(EXERCISE BRIEF): In the records below, starting at the line that contains "is the large" and ending at the line that contains "top-left (162, 280), bottom-right (190, 325)", recast each line as a row of a Markdown table with the columns Row and Line, skipping any blank lines.

(Dataset entries):
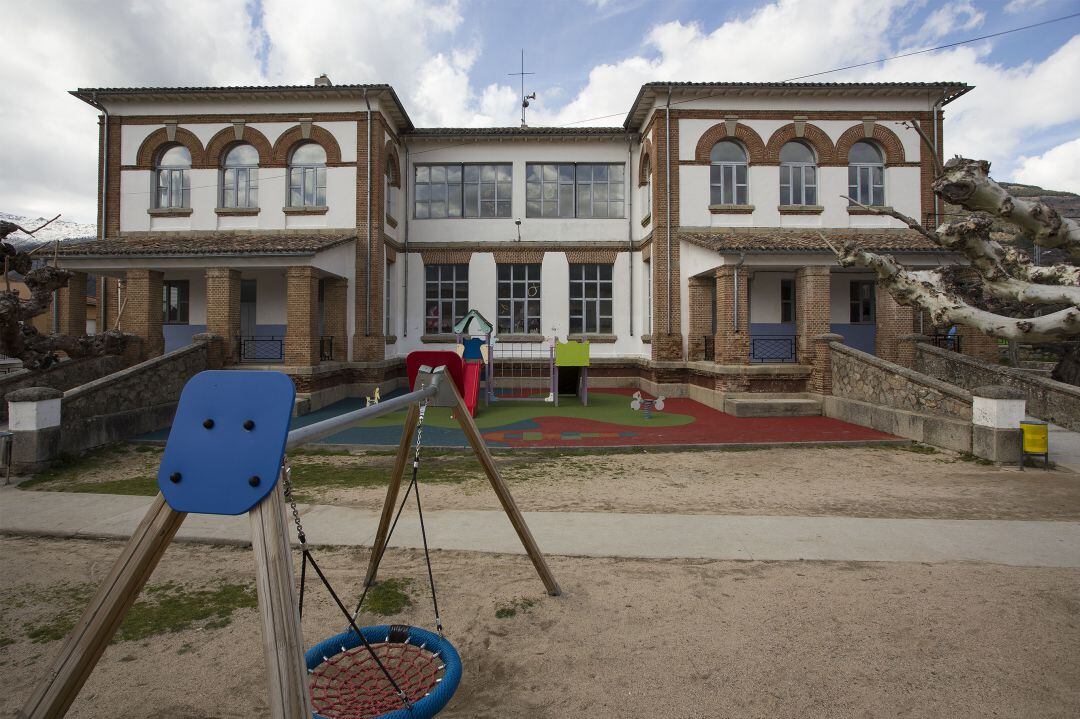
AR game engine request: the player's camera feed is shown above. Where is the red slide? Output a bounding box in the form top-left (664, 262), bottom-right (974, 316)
top-left (461, 362), bottom-right (484, 417)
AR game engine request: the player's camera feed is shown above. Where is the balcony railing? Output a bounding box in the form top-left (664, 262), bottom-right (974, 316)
top-left (750, 335), bottom-right (795, 363)
top-left (237, 336), bottom-right (285, 363)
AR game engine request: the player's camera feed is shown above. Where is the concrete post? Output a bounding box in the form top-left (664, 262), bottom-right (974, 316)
top-left (971, 384), bottom-right (1027, 464)
top-left (8, 386), bottom-right (64, 474)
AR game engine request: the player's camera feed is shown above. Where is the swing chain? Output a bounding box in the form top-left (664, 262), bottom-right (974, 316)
top-left (282, 457), bottom-right (308, 546)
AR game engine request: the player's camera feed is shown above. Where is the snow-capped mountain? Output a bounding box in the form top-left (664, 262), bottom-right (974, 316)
top-left (0, 213), bottom-right (97, 245)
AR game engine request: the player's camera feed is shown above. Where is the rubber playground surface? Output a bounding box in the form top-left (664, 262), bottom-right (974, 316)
top-left (265, 389), bottom-right (896, 448)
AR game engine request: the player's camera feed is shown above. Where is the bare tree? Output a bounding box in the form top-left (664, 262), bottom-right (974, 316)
top-left (831, 152), bottom-right (1080, 384)
top-left (0, 215), bottom-right (132, 369)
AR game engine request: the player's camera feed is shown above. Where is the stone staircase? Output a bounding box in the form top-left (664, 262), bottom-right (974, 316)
top-left (724, 392), bottom-right (822, 417)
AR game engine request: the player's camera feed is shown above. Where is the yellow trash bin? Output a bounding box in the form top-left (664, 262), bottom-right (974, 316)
top-left (1020, 420), bottom-right (1050, 470)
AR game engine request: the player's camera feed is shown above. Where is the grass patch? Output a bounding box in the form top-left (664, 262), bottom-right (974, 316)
top-left (364, 578), bottom-right (413, 616)
top-left (495, 597), bottom-right (537, 619)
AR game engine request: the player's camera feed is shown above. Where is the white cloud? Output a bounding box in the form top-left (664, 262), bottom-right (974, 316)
top-left (1014, 139), bottom-right (1080, 193)
top-left (919, 0), bottom-right (986, 41)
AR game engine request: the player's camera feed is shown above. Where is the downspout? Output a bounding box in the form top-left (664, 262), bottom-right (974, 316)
top-left (731, 253), bottom-right (746, 334)
top-left (364, 87), bottom-right (372, 337)
top-left (626, 138), bottom-right (637, 337)
top-left (664, 85), bottom-right (672, 335)
top-left (400, 143), bottom-right (413, 337)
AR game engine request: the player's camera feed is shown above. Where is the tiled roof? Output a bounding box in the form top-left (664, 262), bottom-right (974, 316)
top-left (678, 227), bottom-right (945, 253)
top-left (59, 230), bottom-right (356, 257)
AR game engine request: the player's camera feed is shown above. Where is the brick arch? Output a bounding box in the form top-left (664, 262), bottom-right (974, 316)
top-left (836, 122), bottom-right (907, 167)
top-left (204, 125), bottom-right (273, 168)
top-left (135, 127), bottom-right (205, 169)
top-left (637, 140), bottom-right (656, 187)
top-left (693, 122), bottom-right (765, 165)
top-left (270, 125), bottom-right (341, 167)
top-left (382, 143), bottom-right (402, 187)
top-left (764, 122), bottom-right (836, 165)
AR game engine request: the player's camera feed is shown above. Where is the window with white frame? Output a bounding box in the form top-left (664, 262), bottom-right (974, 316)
top-left (221, 145), bottom-right (259, 208)
top-left (288, 143), bottom-right (326, 207)
top-left (154, 145), bottom-right (191, 209)
top-left (414, 163), bottom-right (513, 219)
top-left (570, 264), bottom-right (612, 335)
top-left (525, 163), bottom-right (626, 218)
top-left (497, 263), bottom-right (540, 335)
top-left (848, 140), bottom-right (885, 206)
top-left (848, 280), bottom-right (874, 324)
top-left (423, 264), bottom-right (469, 335)
top-left (162, 280), bottom-right (191, 325)
top-left (708, 140), bottom-right (747, 205)
top-left (780, 141), bottom-right (818, 205)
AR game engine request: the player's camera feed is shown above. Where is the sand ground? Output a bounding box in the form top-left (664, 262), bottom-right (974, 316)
top-left (23, 447), bottom-right (1080, 520)
top-left (0, 538), bottom-right (1080, 719)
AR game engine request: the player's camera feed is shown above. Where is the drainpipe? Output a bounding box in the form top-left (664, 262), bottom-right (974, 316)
top-left (364, 87), bottom-right (372, 337)
top-left (664, 85), bottom-right (672, 335)
top-left (731, 253), bottom-right (746, 333)
top-left (400, 143), bottom-right (413, 337)
top-left (626, 138), bottom-right (637, 337)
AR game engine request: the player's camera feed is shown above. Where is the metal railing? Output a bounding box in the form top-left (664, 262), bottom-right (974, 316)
top-left (237, 336), bottom-right (285, 363)
top-left (750, 335), bottom-right (795, 363)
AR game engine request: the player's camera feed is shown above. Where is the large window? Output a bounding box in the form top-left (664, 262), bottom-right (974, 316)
top-left (525, 163), bottom-right (626, 218)
top-left (288, 143), bottom-right (326, 207)
top-left (570, 264), bottom-right (611, 335)
top-left (423, 264), bottom-right (469, 335)
top-left (708, 140), bottom-right (746, 205)
top-left (162, 280), bottom-right (190, 325)
top-left (154, 145), bottom-right (191, 209)
top-left (848, 280), bottom-right (874, 324)
top-left (221, 145), bottom-right (259, 208)
top-left (780, 280), bottom-right (795, 323)
top-left (848, 140), bottom-right (885, 205)
top-left (415, 164), bottom-right (513, 219)
top-left (780, 143), bottom-right (818, 205)
top-left (498, 264), bottom-right (540, 335)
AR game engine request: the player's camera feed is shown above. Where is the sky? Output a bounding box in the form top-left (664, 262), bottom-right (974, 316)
top-left (0, 0), bottom-right (1080, 222)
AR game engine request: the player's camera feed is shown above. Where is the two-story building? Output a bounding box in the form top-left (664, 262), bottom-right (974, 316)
top-left (59, 76), bottom-right (971, 406)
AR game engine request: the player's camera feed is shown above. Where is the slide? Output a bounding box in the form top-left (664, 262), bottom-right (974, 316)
top-left (461, 362), bottom-right (484, 417)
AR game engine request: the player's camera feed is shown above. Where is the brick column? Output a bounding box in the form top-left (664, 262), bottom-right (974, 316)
top-left (795, 267), bottom-right (831, 365)
top-left (716, 264), bottom-right (750, 365)
top-left (206, 267), bottom-right (240, 365)
top-left (874, 281), bottom-right (915, 367)
top-left (323, 277), bottom-right (349, 362)
top-left (120, 270), bottom-right (165, 358)
top-left (687, 276), bottom-right (716, 362)
top-left (56, 272), bottom-right (86, 337)
top-left (650, 120), bottom-right (682, 362)
top-left (956, 325), bottom-right (998, 363)
top-left (285, 266), bottom-right (319, 367)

(THE COMPLETED TASK):
| Row | Line |
|---|---|
| 1 | AR game engine request: the player's camera feed is shown above. Where is the large window? Output a bounding box in the form top-left (664, 262), bottom-right (974, 316) |
| 2 | top-left (525, 163), bottom-right (626, 218) |
| 3 | top-left (288, 143), bottom-right (326, 207) |
| 4 | top-left (570, 264), bottom-right (611, 335) |
| 5 | top-left (423, 264), bottom-right (469, 335) |
| 6 | top-left (708, 140), bottom-right (746, 205) |
| 7 | top-left (162, 280), bottom-right (190, 325) |